Records for this task →
* * * * * * * * *

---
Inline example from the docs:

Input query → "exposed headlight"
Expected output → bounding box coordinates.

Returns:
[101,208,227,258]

* * * * * * * * *

Short problem →
Could you reproduce every row above, character for character, with no changes?

Output for this exercise →
---
Inline example from the docs:

Input query → "exposed headlight"
Expected output → bounding box coordinates.

Returns:
[101,208,227,258]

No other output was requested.